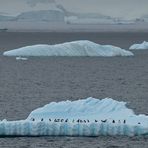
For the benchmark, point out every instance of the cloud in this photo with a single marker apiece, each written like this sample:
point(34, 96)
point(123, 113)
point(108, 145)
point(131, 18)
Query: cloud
point(33, 3)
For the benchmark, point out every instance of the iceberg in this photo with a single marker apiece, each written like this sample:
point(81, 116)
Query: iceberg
point(86, 117)
point(143, 45)
point(75, 48)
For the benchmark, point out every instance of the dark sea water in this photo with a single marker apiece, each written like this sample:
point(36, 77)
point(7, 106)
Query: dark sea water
point(27, 85)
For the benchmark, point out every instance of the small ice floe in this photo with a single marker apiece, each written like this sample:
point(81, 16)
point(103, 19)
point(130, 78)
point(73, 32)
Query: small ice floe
point(87, 117)
point(75, 48)
point(143, 45)
point(21, 58)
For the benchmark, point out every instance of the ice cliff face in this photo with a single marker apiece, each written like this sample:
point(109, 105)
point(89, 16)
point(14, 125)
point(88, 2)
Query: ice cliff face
point(75, 48)
point(87, 117)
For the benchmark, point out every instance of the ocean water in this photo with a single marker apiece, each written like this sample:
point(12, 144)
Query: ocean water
point(27, 85)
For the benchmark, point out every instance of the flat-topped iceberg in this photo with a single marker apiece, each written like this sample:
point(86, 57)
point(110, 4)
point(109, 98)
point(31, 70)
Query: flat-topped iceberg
point(87, 117)
point(75, 48)
point(143, 45)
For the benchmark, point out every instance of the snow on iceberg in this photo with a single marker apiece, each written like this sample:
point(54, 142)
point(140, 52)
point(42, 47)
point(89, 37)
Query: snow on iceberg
point(88, 117)
point(75, 48)
point(143, 45)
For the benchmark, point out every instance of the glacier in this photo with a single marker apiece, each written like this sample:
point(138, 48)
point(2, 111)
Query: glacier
point(74, 48)
point(143, 45)
point(85, 117)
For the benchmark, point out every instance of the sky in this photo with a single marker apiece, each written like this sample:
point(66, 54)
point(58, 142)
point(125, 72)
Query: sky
point(127, 9)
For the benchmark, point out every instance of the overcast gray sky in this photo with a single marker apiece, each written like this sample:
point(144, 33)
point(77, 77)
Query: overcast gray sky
point(116, 8)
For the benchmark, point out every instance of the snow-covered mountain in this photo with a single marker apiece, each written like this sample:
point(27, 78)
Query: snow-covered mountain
point(52, 15)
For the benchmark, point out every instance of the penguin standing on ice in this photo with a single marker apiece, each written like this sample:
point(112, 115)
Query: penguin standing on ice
point(104, 120)
point(32, 119)
point(113, 121)
point(66, 120)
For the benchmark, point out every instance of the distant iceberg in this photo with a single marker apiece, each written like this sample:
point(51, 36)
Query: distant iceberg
point(75, 48)
point(87, 117)
point(143, 45)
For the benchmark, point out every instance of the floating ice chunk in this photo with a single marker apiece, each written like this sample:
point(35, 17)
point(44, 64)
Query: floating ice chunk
point(87, 117)
point(143, 45)
point(21, 58)
point(75, 48)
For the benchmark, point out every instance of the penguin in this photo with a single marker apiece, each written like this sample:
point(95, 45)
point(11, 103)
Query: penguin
point(66, 120)
point(62, 120)
point(32, 119)
point(124, 121)
point(78, 120)
point(104, 120)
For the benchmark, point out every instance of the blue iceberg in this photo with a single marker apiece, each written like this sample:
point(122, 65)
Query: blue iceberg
point(75, 48)
point(87, 117)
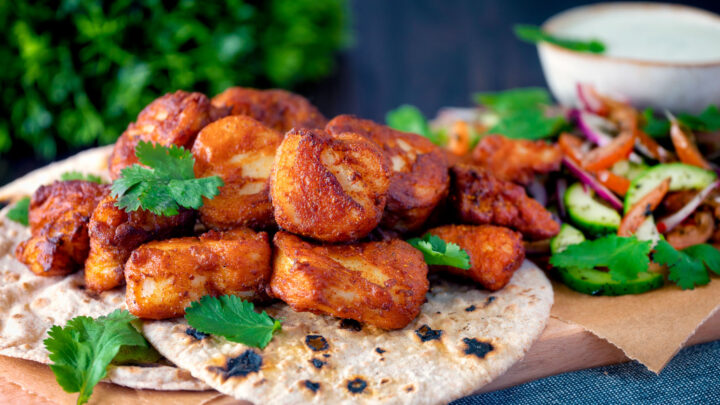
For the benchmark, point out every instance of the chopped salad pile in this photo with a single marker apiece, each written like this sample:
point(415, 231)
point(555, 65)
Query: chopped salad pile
point(637, 193)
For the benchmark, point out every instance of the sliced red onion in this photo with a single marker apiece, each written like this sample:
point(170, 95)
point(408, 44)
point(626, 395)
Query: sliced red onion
point(668, 223)
point(590, 181)
point(587, 98)
point(537, 191)
point(560, 188)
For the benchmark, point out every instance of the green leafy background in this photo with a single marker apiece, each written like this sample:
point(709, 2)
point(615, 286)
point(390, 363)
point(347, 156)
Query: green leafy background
point(76, 72)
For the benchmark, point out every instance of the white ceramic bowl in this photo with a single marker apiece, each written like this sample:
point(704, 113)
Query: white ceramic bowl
point(673, 85)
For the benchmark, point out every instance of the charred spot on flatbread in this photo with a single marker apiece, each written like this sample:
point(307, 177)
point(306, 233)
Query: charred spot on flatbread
point(312, 386)
point(317, 363)
point(240, 366)
point(477, 347)
point(196, 334)
point(426, 333)
point(357, 385)
point(351, 324)
point(316, 343)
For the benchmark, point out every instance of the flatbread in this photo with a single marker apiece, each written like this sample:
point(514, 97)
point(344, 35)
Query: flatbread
point(463, 338)
point(30, 305)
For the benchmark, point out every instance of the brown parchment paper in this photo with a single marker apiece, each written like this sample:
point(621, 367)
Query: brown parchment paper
point(650, 327)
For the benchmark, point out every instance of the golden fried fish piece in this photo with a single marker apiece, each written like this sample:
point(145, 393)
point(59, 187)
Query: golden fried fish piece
point(241, 151)
point(480, 198)
point(277, 109)
point(114, 234)
point(379, 283)
point(516, 160)
point(164, 277)
point(419, 171)
point(58, 219)
point(173, 119)
point(330, 188)
point(495, 252)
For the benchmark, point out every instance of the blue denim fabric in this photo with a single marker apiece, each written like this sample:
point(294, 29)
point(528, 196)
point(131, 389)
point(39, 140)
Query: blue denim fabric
point(692, 377)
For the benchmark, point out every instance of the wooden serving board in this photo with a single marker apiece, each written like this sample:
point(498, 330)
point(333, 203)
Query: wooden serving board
point(561, 348)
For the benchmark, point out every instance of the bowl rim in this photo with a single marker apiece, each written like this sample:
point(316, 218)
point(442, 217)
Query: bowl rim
point(589, 8)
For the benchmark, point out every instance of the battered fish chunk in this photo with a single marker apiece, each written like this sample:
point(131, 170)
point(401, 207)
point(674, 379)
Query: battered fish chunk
point(516, 160)
point(419, 171)
point(379, 283)
point(277, 109)
point(173, 119)
point(58, 219)
point(241, 151)
point(114, 234)
point(164, 277)
point(480, 198)
point(495, 252)
point(330, 188)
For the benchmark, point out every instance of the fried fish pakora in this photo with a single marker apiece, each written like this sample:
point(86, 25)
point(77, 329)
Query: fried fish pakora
point(114, 234)
point(58, 216)
point(277, 109)
point(516, 160)
point(241, 151)
point(480, 198)
point(495, 252)
point(173, 119)
point(164, 277)
point(379, 283)
point(419, 171)
point(330, 188)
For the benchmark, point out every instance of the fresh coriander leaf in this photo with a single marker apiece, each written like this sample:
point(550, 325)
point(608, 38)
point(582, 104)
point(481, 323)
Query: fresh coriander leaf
point(683, 269)
point(528, 124)
point(166, 185)
point(534, 34)
point(20, 211)
point(81, 176)
point(655, 127)
point(707, 254)
point(624, 257)
point(408, 118)
point(233, 318)
point(84, 347)
point(438, 252)
point(507, 101)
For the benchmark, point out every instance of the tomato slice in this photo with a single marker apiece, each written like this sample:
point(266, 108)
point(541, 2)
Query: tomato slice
point(685, 148)
point(604, 157)
point(571, 146)
point(643, 209)
point(618, 184)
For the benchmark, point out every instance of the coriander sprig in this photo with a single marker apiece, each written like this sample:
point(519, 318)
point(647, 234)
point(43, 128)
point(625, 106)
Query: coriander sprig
point(167, 184)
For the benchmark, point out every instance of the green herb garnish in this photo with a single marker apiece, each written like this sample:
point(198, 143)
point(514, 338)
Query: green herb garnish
point(233, 318)
point(625, 258)
point(534, 34)
point(81, 176)
point(82, 350)
point(20, 211)
point(689, 267)
point(521, 113)
point(168, 184)
point(438, 252)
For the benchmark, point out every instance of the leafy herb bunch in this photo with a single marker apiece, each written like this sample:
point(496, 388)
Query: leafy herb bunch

....................

* _To be done_:
Repeat precisely the lines of the data starting at the one containing "For the benchmark, point out every instance of the coriander", last line included.

* _Output of the exercise_:
For the benchmark, point out every instance of the coriander sprig in this photo with a single marker apiece, each written like this sample:
point(519, 318)
point(647, 234)
point(43, 128)
point(625, 106)
Query: coriander sprig
point(167, 184)
For the benchmark, point out every instance of the green herb garnish in this photo with a single marker apiece, each written like this sample:
point(198, 143)
point(514, 338)
Query: green herb garnish
point(233, 318)
point(625, 258)
point(534, 34)
point(81, 176)
point(82, 350)
point(20, 211)
point(689, 267)
point(521, 113)
point(168, 184)
point(438, 252)
For the benchmark, point out every instance of the leafy herb bunch in this photo with a single marker apiece, each written like this sample:
point(496, 388)
Query: leafy herb bunch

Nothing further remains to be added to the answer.